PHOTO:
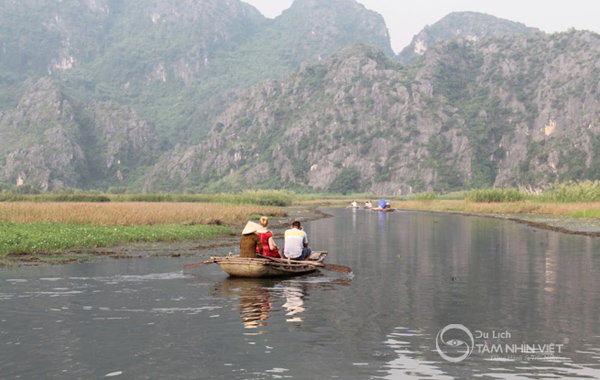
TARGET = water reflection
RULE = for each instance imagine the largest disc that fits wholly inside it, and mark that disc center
(260, 299)
(294, 295)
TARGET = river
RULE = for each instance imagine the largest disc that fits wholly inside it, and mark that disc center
(431, 296)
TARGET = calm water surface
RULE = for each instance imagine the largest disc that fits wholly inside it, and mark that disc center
(432, 296)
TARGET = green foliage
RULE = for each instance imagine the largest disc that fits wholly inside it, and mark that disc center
(56, 237)
(278, 198)
(347, 181)
(491, 195)
(571, 192)
(426, 197)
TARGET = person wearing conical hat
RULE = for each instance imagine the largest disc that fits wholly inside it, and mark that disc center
(250, 243)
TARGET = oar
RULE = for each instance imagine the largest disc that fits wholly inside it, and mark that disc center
(329, 267)
(198, 264)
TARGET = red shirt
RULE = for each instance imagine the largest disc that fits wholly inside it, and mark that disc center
(264, 239)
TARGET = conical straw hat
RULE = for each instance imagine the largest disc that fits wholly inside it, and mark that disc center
(251, 227)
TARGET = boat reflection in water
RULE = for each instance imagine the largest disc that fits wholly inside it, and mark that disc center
(294, 295)
(263, 298)
(260, 298)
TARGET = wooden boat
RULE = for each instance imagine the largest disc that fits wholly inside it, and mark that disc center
(383, 209)
(236, 266)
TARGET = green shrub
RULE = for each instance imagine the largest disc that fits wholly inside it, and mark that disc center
(571, 192)
(490, 195)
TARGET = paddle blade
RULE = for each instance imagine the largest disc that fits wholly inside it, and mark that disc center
(198, 264)
(336, 268)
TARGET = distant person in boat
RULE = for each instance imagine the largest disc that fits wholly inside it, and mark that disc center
(296, 243)
(270, 249)
(250, 243)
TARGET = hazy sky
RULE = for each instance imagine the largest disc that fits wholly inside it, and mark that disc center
(406, 18)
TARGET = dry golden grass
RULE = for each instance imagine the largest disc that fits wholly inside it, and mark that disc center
(523, 207)
(133, 213)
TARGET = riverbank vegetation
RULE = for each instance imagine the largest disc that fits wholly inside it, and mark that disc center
(43, 223)
(51, 223)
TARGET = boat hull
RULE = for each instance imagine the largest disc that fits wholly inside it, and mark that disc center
(236, 266)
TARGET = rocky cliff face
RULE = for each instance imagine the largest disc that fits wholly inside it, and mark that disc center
(471, 114)
(496, 107)
(468, 25)
(50, 141)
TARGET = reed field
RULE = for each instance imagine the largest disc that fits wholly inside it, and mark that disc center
(50, 227)
(133, 213)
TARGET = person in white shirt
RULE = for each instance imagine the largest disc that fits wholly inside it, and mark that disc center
(296, 243)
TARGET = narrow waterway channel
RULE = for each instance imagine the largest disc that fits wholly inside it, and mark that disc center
(431, 296)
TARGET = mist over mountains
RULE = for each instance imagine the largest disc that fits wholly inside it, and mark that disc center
(210, 95)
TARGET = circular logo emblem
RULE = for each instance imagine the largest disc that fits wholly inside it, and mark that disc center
(447, 348)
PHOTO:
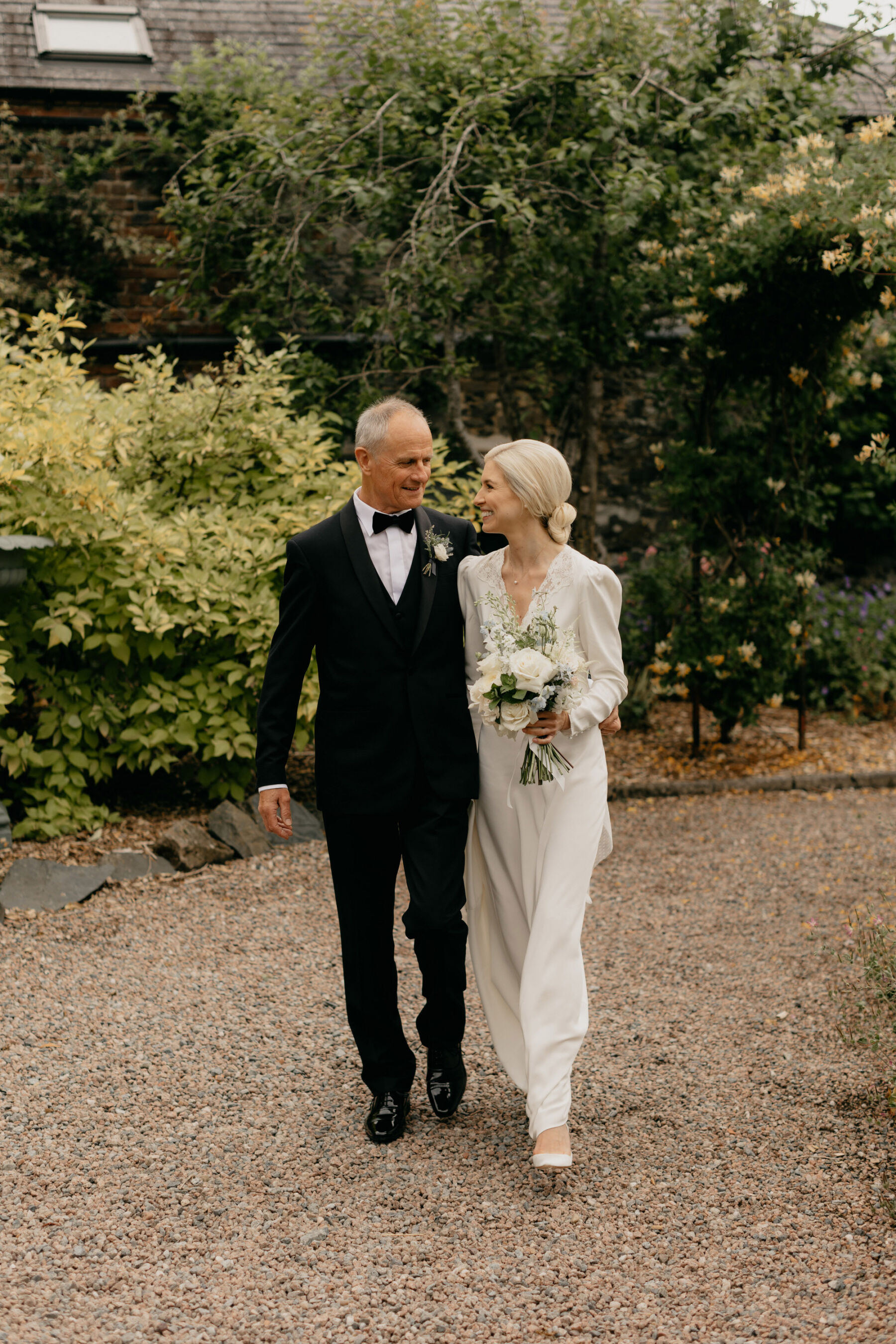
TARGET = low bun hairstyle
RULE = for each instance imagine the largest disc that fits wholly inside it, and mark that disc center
(539, 476)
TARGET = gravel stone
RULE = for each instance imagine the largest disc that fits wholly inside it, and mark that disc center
(183, 1112)
(127, 865)
(190, 847)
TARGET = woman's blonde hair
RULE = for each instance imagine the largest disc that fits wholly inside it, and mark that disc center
(539, 476)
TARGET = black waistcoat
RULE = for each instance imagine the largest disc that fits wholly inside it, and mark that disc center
(409, 604)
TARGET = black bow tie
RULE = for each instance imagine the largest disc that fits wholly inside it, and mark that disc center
(383, 521)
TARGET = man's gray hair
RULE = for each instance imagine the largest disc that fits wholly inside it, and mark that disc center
(371, 431)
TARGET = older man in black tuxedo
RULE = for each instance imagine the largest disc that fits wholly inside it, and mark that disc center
(395, 755)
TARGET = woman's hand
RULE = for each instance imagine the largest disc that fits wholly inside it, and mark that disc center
(613, 723)
(549, 726)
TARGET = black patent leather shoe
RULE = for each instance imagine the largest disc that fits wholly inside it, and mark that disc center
(387, 1118)
(445, 1080)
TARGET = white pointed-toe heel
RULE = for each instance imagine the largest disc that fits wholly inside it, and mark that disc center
(551, 1160)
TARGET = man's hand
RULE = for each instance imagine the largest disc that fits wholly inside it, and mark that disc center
(613, 723)
(273, 805)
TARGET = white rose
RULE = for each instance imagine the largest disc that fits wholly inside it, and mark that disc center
(515, 715)
(491, 669)
(531, 670)
(479, 692)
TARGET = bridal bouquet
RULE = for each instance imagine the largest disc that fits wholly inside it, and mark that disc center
(524, 671)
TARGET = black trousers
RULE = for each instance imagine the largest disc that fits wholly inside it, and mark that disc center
(429, 834)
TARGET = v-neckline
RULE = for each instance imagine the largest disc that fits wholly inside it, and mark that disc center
(535, 592)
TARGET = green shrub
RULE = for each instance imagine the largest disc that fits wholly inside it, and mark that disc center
(852, 658)
(139, 640)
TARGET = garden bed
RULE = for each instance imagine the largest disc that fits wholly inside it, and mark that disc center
(768, 748)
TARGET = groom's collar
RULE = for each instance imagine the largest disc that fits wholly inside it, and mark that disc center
(366, 513)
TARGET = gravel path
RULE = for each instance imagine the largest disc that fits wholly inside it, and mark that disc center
(183, 1153)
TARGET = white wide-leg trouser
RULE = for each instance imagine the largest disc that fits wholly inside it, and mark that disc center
(528, 870)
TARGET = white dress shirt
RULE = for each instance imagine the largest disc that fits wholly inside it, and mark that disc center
(391, 550)
(393, 556)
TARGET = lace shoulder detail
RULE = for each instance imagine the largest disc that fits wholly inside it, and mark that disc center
(562, 571)
(487, 569)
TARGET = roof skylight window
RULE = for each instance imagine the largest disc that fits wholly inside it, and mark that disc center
(91, 33)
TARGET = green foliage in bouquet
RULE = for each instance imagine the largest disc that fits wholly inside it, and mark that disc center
(139, 640)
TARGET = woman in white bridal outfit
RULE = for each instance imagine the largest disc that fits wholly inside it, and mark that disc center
(533, 849)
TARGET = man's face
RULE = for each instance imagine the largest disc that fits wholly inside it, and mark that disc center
(397, 477)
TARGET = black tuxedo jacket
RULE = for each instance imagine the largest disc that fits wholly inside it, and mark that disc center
(393, 688)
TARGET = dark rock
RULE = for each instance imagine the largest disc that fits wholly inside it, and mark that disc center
(875, 779)
(822, 783)
(305, 824)
(764, 783)
(242, 831)
(43, 885)
(127, 865)
(189, 846)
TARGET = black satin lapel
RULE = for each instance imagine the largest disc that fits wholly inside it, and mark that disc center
(429, 581)
(363, 566)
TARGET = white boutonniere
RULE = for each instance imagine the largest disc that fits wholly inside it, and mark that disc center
(439, 548)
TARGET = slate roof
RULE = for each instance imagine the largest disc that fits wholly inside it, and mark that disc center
(175, 27)
(178, 27)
------------------------------------
> PROBLEM REQUIREMENTS:
Can you rewrite the records above, starting at the line containing "TARGET = man's face" and ending at the last line of the records, with each answer coordinate multiplied by 1.6 and rounded to a whole number (halves up) while the request lines stay as they are? Give only those lines.

> TASK SOLUTION:
TARGET = man's face
RULE = for each instance imagine the largest disc that fits wholly inside it, and mark that disc center
(635, 763)
TARGET = black tuxedo jacket
RULE = for each instance imagine the largest disc that fits wholly inside it, and mark that disc center
(629, 1101)
TARGET = dark rock
RULE = for each instance imagine the largest disc that fits wholly inside it, and mark that disc center
(1400, 1246)
(1315, 1253)
(488, 1318)
(1222, 1253)
(387, 1330)
(69, 1416)
(203, 1384)
(302, 1354)
TARGET = black satin lapel
RULE = for each instance imagine the largest disc that fits wholly inside it, and mark that disc center
(686, 930)
(581, 906)
TARGET = white boutonniere
RULE = for each instance imagine the largest disc that fits wholly inside it, and mark that disc center
(702, 877)
TARGET = slate roof
RULE = for each instance imagine the largest disc that fits wholly inside it, and mark that disc center
(280, 43)
(285, 43)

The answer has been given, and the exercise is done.